_Data shown_:

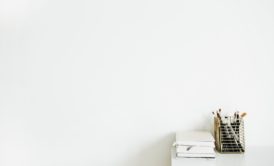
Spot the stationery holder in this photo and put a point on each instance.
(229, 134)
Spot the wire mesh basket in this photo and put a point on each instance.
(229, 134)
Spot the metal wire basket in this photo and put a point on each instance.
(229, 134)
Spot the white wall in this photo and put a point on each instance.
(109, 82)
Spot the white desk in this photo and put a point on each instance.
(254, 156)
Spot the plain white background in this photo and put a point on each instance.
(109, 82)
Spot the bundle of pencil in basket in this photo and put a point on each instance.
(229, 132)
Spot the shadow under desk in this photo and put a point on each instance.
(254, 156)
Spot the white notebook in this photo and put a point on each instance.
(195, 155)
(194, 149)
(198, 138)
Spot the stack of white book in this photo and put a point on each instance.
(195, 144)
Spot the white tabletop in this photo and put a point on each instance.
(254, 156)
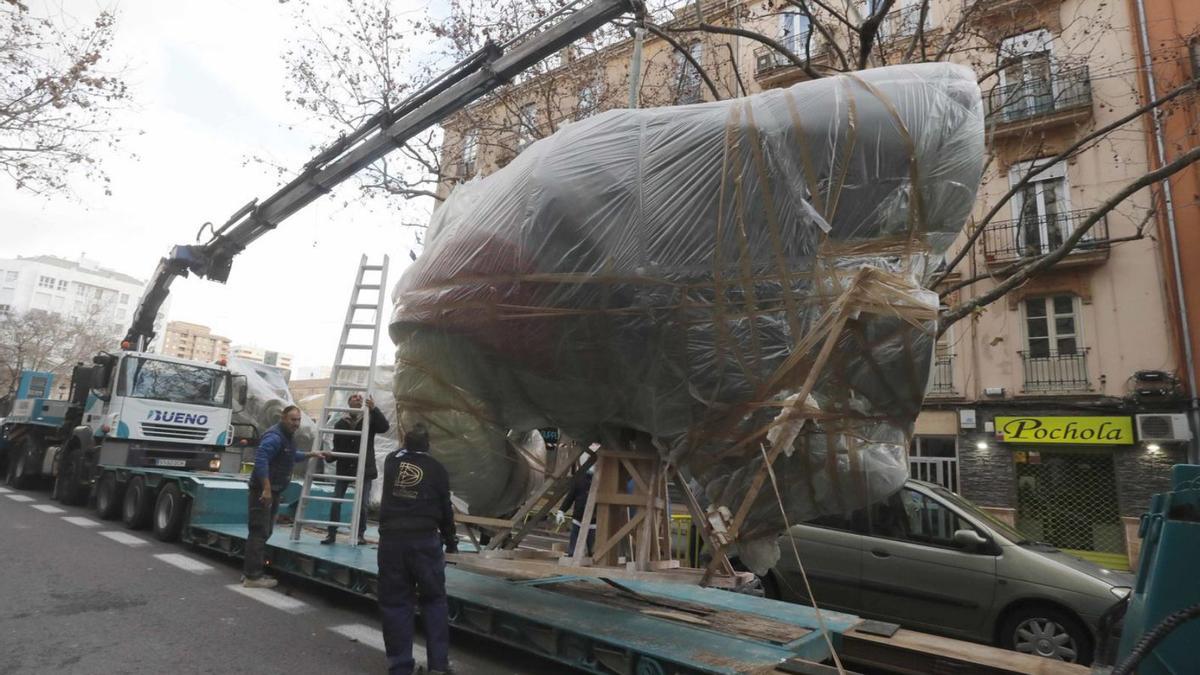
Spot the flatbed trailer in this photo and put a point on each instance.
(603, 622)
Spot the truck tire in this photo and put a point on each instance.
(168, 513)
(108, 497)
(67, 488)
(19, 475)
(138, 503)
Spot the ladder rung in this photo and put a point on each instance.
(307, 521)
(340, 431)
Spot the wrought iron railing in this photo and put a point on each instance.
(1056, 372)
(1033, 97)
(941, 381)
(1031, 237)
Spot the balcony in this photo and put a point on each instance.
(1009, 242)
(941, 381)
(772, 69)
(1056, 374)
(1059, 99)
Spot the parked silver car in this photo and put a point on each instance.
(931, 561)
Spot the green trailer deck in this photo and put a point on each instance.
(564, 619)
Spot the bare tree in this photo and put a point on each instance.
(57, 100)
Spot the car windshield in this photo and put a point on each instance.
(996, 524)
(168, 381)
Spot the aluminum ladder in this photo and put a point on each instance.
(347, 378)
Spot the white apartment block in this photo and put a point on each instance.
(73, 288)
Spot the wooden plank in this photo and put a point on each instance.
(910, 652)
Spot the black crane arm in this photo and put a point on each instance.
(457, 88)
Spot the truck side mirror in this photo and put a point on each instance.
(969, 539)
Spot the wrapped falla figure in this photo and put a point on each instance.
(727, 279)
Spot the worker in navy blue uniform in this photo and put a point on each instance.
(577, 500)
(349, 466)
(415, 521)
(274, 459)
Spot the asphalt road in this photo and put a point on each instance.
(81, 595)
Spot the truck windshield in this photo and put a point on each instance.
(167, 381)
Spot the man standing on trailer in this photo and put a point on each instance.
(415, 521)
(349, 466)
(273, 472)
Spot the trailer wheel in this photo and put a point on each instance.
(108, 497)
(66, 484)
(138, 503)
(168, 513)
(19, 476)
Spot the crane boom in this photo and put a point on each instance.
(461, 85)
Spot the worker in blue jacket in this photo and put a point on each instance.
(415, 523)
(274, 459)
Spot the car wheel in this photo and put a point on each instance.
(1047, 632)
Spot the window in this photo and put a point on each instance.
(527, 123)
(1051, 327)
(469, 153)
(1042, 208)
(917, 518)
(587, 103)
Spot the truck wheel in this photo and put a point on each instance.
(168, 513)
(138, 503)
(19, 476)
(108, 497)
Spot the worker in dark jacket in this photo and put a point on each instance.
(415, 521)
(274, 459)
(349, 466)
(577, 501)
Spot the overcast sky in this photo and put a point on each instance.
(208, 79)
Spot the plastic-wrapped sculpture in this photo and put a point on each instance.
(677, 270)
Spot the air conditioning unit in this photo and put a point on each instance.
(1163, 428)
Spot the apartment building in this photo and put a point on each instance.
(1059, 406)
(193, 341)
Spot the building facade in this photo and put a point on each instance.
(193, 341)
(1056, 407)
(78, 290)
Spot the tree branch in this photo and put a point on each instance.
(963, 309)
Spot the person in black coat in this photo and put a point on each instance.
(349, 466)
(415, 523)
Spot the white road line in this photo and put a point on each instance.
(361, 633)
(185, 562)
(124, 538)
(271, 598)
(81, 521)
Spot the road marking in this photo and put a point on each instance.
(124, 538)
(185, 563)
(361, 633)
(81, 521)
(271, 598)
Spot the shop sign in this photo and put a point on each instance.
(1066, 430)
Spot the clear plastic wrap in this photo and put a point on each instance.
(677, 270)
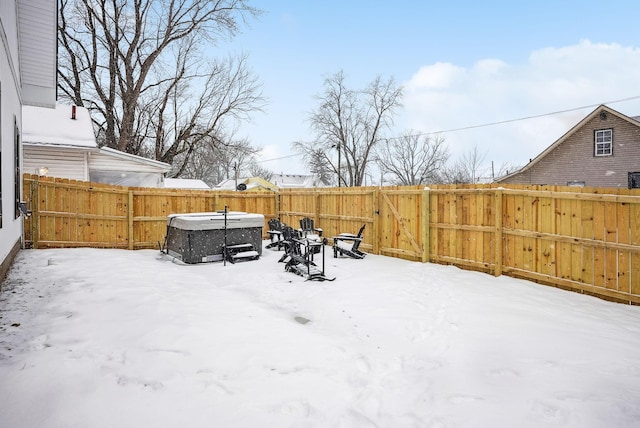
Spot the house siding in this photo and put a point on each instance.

_Task prompt_: Copy the entries above faithfully and omit every image.

_Answer to the problem_:
Spot the stationery holder in this photo and put a point on each instance.
(229, 134)
Spot the wire mesh basket in this photo and put a point on each instance.
(229, 134)
Spot the metal wire basket in this photo and put a point on each instance.
(229, 134)
Spot the white wall in this photo and put a point on each instance.
(109, 82)
Spot the white desk in this photo and put a point on each instance.
(254, 156)
Spot the plain white background in this photo and put a point on each instance.
(109, 82)
Spot the bundle of pencil in basket in this photo and put a point on each instance.
(229, 132)
Spot the shadow under desk in this photo and put a point on each instance.
(254, 156)
Spot the white notebook in this photo and put a point on each instance.
(195, 155)
(194, 149)
(198, 138)
Spot the stack of white book in this photo and put a point on each instance.
(195, 144)
Spot the white tabletop in this photo and put a point on each instance.
(254, 156)
Spot the flatbed trailer in this photo and put a point on each instance.
(603, 622)
Spot the truck tire in this photo and put a point on each instance.
(168, 513)
(108, 497)
(67, 488)
(19, 475)
(138, 503)
Spot the ladder rung in this photo and put a point on each instance.
(307, 521)
(340, 431)
Spot the wrought iron railing in this photo and put a point on each instance.
(1056, 372)
(1033, 97)
(941, 381)
(1031, 237)
Spot the balcony in this photo and put a point on each instance.
(1009, 242)
(941, 381)
(772, 69)
(1056, 374)
(1059, 99)
Spot the parked silver car in this photo and put a point on each instance.
(931, 561)
Spot the green trailer deck in this photo and put a point on each instance.
(564, 619)
Spot the bare tree in this photo and put a point on each instance.
(57, 100)
Spot the car windshield in this photo and put a point on each instance.
(996, 524)
(168, 381)
Spot the aluminum ladder in this photo and put a point on each instance.
(347, 378)
Spot the white apartment block in this photo and put a point on each instance.
(73, 288)
Spot the wooden plank in this photo and put a point on each instance.
(910, 652)
Spot the black crane arm in this photo and put a point on each instance.
(457, 88)
Spot the truck side mirror in this photo and put a point on each instance.
(969, 539)
Spot the wrapped falla figure in this photo and put a point on each instance.
(727, 279)
Spot the worker in navy blue uniform in this photo and put a point on each instance.
(577, 500)
(349, 466)
(415, 521)
(274, 459)
Spot the asphalt road in this photo and put a point on each instance.
(81, 595)
Spot the truck windshield in this photo and put a point on each instance.
(167, 381)
Spot the man standing on trailer in this photo and put a point on each instance.
(415, 521)
(349, 466)
(273, 472)
Spot the trailer wheel in this photo and put a point on each instance.
(108, 497)
(66, 484)
(138, 503)
(168, 513)
(19, 476)
Spot the crane boom in this photo and put a point on each instance.
(461, 85)
Spot the worker in blue jacket in this photo and put a point on each instance.
(415, 523)
(274, 459)
Spot the car wheel in this photo and put a point on each instance.
(1047, 632)
Spot the window in this photo and put a point on each instance.
(527, 123)
(1051, 327)
(469, 153)
(1042, 208)
(917, 518)
(587, 103)
Spot the truck wheel in this photo and put a point on each instance.
(168, 513)
(138, 503)
(19, 476)
(108, 497)
Spot the worker in dark jacket in this photo and put a point on each instance.
(415, 521)
(274, 459)
(349, 466)
(577, 501)
Spot the overcast sky in this photo and put a point on each instance.
(208, 79)
Spot the plastic-wrapped sculpture in this photo and put a point on each instance.
(677, 270)
Spot the air conditioning unit in this photo and put a point on each instance.
(1163, 428)
Spot the apartment building in this photo and put a point on each instance.
(1059, 406)
(193, 341)
Spot the building facade in this photo and put a point on each instance.
(193, 341)
(1056, 407)
(78, 290)
Spot the tree branch in this photo and put a point on each instance.
(963, 309)
Spot the person in black coat in this photo and put a point on each instance.
(349, 466)
(415, 523)
Spot the white road line in this photo and put a point on each instance.
(361, 633)
(185, 562)
(124, 538)
(271, 598)
(81, 521)
Spot the road marking in this photo and put a point on each instance.
(124, 538)
(185, 563)
(361, 633)
(81, 521)
(271, 598)
Spot the shop sign in this photo and put a point on each instance.
(1066, 430)
Spot the clear plastic wrap in this photo and put a point on each instance.
(677, 270)
Spot the house siding in this photo and put a point on each instance.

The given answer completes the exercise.